### FONTE
◆ ◆ ◆ ◆ ◆ ◆ ◆

Valdemilson Liberato

    Quando nós chegamos neste mundo nos deparamos com uma realidade dúbia de cultura, hábitos, costumes, mitos, dogmas e outros tantos valores pré-estabelecidos por interesses político-sociais humanista. Digamos que estamos, durante algum tempo, indefesos e a mercê das “verdades” que nos são impostas em todas as fases do nosso desenvolvimento psíquico-social.
    Embora sejamos criaturas feitas à imagem e semelhança de Deus, ou seja, constituídas de volição, sentimentos e inteligência, não podemos negar, sem querer entrar no mérito do pecado original, que tendemos aos desejos lascivos e ao extremo egoísmo em tudo que fazemos, quase sempre, fruto do comportamento que assimilamos desta sociedade. Somos criaturas sociais “erótico-egoístas” por excelência. Precisamos do outro para formar o nosso “eu”; e é só a partir deste eu que percebemos o outro. É interagindo com o outro que verdadeiramente percebemos não apenas o outro em nós, mas, principalmente, nós no outro. Talvez seja, exatamente por isso, que procuramos no outro, para amá-lo, aquilo que nos falta, que não nos revela.

◆ ◆ ◆ ◆ ◆ ◆ ◆

### ENUNCIADO
Traduza para o inglês esta frase do texto sobre o eu e o outro: «É interagindo com o outro que verdadeiramente percebemos não apenas o outro em nós, mas, principalmente, nós no outro.»

◆ ◆ ◆ ◆ ◆ ◆ ◆

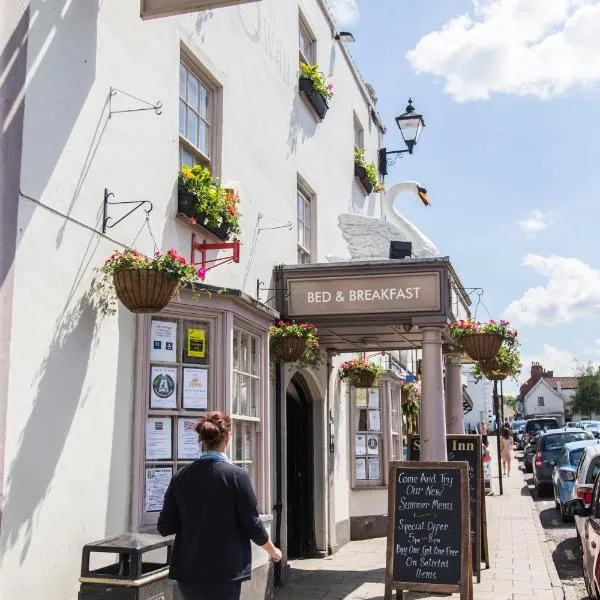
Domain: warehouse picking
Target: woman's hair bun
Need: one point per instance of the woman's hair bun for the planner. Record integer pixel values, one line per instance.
(213, 428)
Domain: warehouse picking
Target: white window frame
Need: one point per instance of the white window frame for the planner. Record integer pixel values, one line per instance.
(305, 32)
(220, 322)
(306, 251)
(214, 115)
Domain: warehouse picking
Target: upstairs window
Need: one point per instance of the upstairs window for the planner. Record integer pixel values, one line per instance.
(196, 117)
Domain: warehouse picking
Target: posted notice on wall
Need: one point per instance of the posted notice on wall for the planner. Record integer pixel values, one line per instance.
(188, 447)
(361, 444)
(195, 388)
(159, 438)
(163, 341)
(360, 468)
(163, 387)
(196, 343)
(157, 482)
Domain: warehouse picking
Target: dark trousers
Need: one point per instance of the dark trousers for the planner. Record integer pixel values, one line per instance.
(215, 591)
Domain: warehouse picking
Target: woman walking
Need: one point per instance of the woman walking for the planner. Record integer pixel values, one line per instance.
(484, 438)
(506, 449)
(210, 506)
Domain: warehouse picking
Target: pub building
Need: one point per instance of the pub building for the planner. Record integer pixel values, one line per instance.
(97, 412)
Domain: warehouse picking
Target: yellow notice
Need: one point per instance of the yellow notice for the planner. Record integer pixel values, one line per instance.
(196, 343)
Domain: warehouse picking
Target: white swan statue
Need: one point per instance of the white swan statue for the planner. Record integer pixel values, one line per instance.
(369, 238)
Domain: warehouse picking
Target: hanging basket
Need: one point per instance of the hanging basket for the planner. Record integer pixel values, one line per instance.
(481, 346)
(289, 348)
(144, 290)
(492, 370)
(364, 379)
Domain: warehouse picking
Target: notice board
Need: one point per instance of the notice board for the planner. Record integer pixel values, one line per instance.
(467, 448)
(428, 542)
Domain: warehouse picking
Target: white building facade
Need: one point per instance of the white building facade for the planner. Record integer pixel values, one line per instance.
(99, 99)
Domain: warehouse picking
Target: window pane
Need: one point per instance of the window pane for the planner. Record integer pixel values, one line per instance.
(192, 92)
(203, 132)
(182, 76)
(181, 117)
(192, 128)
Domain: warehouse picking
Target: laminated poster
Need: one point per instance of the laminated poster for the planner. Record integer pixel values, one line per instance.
(157, 482)
(195, 388)
(163, 387)
(374, 468)
(159, 438)
(196, 343)
(361, 397)
(163, 341)
(373, 444)
(188, 447)
(361, 445)
(360, 468)
(374, 420)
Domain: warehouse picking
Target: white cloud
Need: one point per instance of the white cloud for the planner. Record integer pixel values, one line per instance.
(571, 292)
(345, 12)
(525, 47)
(536, 222)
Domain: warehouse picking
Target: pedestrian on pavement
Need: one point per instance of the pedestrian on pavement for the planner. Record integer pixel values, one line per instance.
(506, 449)
(211, 508)
(484, 439)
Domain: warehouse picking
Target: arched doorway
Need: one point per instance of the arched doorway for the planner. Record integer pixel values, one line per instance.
(300, 470)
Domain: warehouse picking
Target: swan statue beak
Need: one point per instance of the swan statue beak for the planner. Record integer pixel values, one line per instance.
(422, 193)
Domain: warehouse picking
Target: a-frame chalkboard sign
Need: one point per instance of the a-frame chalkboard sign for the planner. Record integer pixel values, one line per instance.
(466, 447)
(428, 542)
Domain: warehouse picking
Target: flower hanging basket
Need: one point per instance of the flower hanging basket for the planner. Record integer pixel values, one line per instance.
(481, 346)
(365, 379)
(144, 290)
(290, 348)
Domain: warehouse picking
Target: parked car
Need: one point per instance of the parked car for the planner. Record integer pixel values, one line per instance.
(565, 470)
(549, 447)
(588, 517)
(588, 469)
(534, 426)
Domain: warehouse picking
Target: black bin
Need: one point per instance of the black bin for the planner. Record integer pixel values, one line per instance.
(132, 577)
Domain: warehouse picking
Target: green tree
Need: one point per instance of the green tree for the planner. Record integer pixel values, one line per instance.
(587, 398)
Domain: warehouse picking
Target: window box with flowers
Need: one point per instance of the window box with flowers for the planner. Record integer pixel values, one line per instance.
(366, 172)
(292, 342)
(481, 341)
(314, 87)
(360, 373)
(206, 204)
(141, 283)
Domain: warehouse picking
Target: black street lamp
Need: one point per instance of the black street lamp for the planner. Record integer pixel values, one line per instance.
(411, 126)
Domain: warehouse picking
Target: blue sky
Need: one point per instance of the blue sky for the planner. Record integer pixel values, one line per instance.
(509, 92)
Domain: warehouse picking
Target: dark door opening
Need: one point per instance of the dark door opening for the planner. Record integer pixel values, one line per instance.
(300, 469)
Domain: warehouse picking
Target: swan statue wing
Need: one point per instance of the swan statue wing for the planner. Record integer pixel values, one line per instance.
(367, 237)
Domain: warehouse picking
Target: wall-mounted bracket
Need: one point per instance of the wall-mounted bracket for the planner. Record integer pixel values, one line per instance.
(156, 107)
(107, 203)
(203, 248)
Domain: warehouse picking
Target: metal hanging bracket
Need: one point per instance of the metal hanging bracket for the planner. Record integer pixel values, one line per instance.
(107, 203)
(156, 107)
(204, 247)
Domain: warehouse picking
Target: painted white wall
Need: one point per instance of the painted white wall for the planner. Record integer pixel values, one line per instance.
(68, 454)
(553, 402)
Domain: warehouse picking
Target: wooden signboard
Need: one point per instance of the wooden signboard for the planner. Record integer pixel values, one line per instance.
(468, 448)
(428, 545)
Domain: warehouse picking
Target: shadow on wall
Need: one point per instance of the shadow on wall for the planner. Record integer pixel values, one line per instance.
(117, 508)
(59, 395)
(61, 50)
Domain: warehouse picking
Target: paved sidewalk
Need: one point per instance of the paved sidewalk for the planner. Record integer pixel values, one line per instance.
(521, 563)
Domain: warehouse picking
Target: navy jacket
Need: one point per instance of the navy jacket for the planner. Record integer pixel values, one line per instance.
(211, 508)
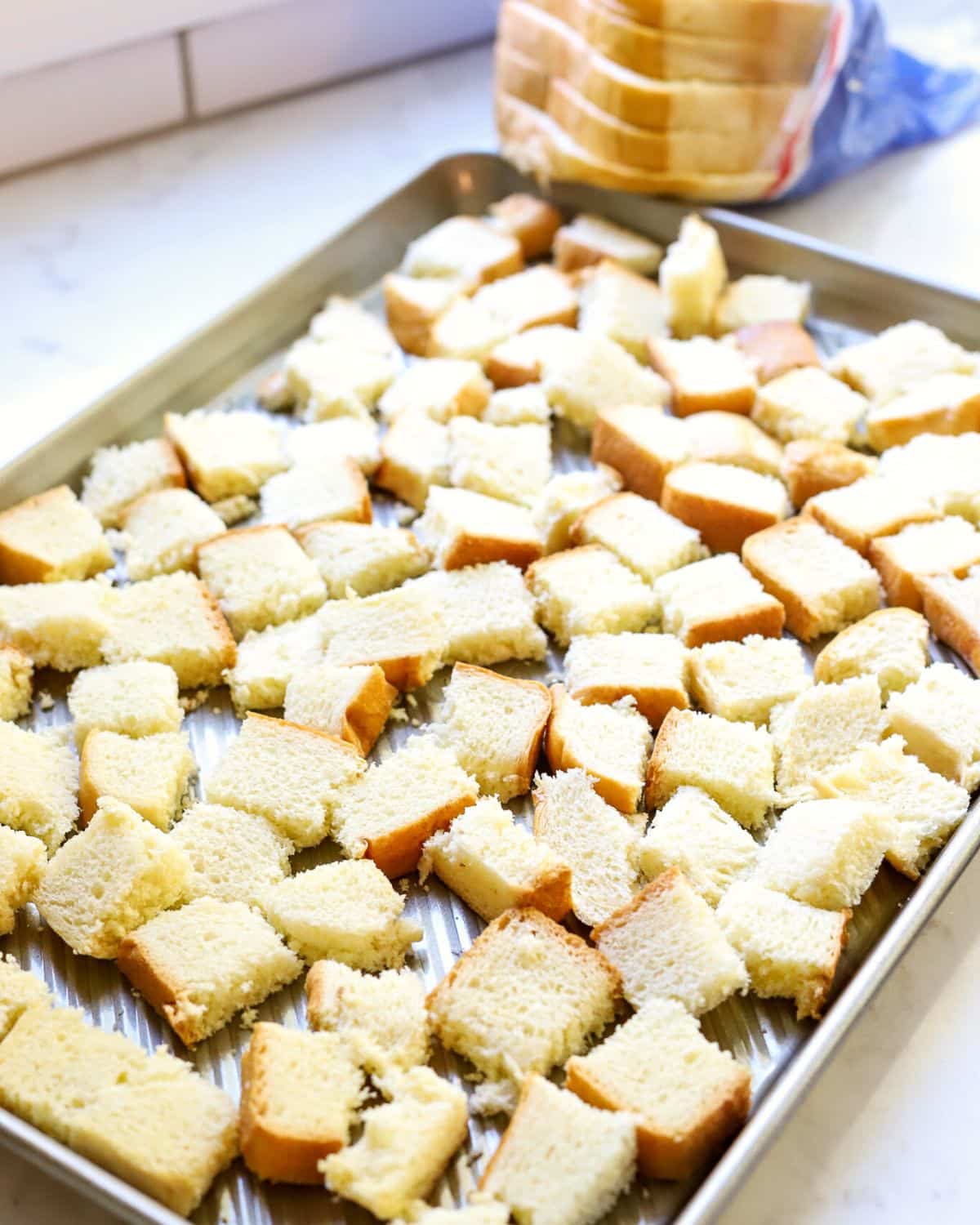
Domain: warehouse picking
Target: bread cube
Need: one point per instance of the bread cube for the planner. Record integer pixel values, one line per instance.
(172, 620)
(135, 700)
(666, 943)
(39, 784)
(733, 762)
(791, 950)
(299, 1100)
(588, 590)
(260, 577)
(109, 880)
(561, 1161)
(201, 964)
(234, 857)
(291, 776)
(688, 1094)
(362, 558)
(404, 1147)
(821, 583)
(592, 838)
(745, 680)
(938, 718)
(49, 538)
(523, 997)
(715, 600)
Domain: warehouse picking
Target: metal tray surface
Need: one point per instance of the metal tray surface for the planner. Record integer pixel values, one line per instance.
(223, 364)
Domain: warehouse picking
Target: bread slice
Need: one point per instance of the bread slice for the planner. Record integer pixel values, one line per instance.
(234, 855)
(113, 877)
(642, 536)
(523, 997)
(688, 1094)
(666, 943)
(822, 585)
(745, 680)
(49, 538)
(41, 781)
(648, 668)
(588, 590)
(588, 835)
(495, 865)
(791, 950)
(299, 1100)
(494, 725)
(733, 762)
(404, 1147)
(715, 600)
(136, 700)
(172, 620)
(561, 1161)
(610, 742)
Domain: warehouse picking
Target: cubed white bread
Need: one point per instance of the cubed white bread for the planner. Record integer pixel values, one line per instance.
(688, 1095)
(733, 762)
(151, 774)
(260, 577)
(561, 1161)
(494, 864)
(924, 806)
(120, 475)
(288, 774)
(381, 1017)
(648, 668)
(301, 1095)
(404, 1147)
(821, 728)
(352, 703)
(703, 375)
(745, 680)
(494, 725)
(592, 837)
(414, 457)
(234, 855)
(693, 277)
(566, 497)
(399, 803)
(715, 600)
(821, 582)
(362, 558)
(610, 742)
(39, 784)
(22, 862)
(200, 964)
(228, 452)
(666, 945)
(639, 533)
(588, 590)
(641, 443)
(813, 466)
(162, 532)
(172, 620)
(897, 359)
(938, 719)
(135, 700)
(403, 631)
(109, 880)
(49, 538)
(622, 306)
(791, 950)
(523, 997)
(697, 837)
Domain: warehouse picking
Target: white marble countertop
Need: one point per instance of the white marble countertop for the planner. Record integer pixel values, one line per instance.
(108, 261)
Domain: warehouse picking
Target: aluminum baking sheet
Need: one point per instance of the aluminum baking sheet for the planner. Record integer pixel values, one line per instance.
(223, 365)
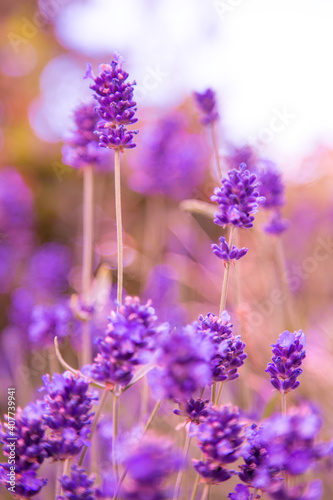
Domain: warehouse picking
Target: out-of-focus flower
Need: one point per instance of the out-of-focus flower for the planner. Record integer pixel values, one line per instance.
(238, 198)
(48, 322)
(219, 436)
(148, 466)
(115, 104)
(171, 161)
(28, 430)
(228, 354)
(276, 225)
(206, 102)
(129, 339)
(69, 403)
(183, 364)
(228, 254)
(288, 354)
(77, 486)
(241, 493)
(81, 146)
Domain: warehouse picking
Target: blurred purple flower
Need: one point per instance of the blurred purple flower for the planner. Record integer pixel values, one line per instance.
(238, 198)
(115, 104)
(276, 225)
(81, 146)
(206, 102)
(288, 354)
(225, 253)
(77, 486)
(69, 403)
(171, 161)
(183, 364)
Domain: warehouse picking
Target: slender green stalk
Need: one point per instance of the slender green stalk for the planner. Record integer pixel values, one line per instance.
(181, 469)
(119, 226)
(148, 424)
(226, 275)
(205, 492)
(95, 421)
(216, 151)
(88, 184)
(115, 434)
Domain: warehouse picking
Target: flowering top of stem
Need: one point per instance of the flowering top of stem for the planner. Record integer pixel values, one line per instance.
(81, 146)
(228, 254)
(207, 104)
(115, 104)
(288, 354)
(238, 198)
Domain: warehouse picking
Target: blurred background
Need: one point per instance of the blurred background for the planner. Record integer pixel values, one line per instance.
(269, 65)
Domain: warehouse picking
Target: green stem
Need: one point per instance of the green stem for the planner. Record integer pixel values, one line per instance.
(96, 418)
(119, 226)
(88, 183)
(182, 466)
(216, 151)
(226, 275)
(205, 492)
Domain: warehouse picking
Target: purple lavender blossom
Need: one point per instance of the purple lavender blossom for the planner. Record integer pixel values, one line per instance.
(115, 104)
(225, 253)
(241, 493)
(129, 340)
(148, 466)
(182, 364)
(271, 185)
(238, 198)
(49, 268)
(30, 449)
(77, 486)
(206, 102)
(288, 354)
(48, 322)
(194, 410)
(276, 225)
(81, 147)
(172, 162)
(219, 436)
(228, 354)
(69, 403)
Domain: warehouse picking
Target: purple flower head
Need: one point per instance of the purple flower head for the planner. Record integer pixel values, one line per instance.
(129, 340)
(288, 354)
(69, 403)
(48, 322)
(115, 107)
(49, 268)
(228, 354)
(241, 493)
(238, 198)
(207, 104)
(81, 147)
(149, 464)
(225, 253)
(211, 472)
(220, 435)
(194, 410)
(77, 486)
(30, 449)
(271, 185)
(183, 364)
(172, 161)
(276, 225)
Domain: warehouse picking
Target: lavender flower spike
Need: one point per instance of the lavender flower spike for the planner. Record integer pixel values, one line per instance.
(225, 253)
(238, 198)
(207, 104)
(288, 354)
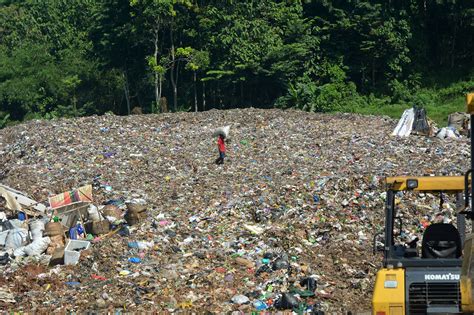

◆ ◆ ◆ ◆ ◆ ◆ ◆

### RESOLUÇÃO
It is by interacting with the other that we truly perceive not only the other in us, but, above all, ourselves in the other.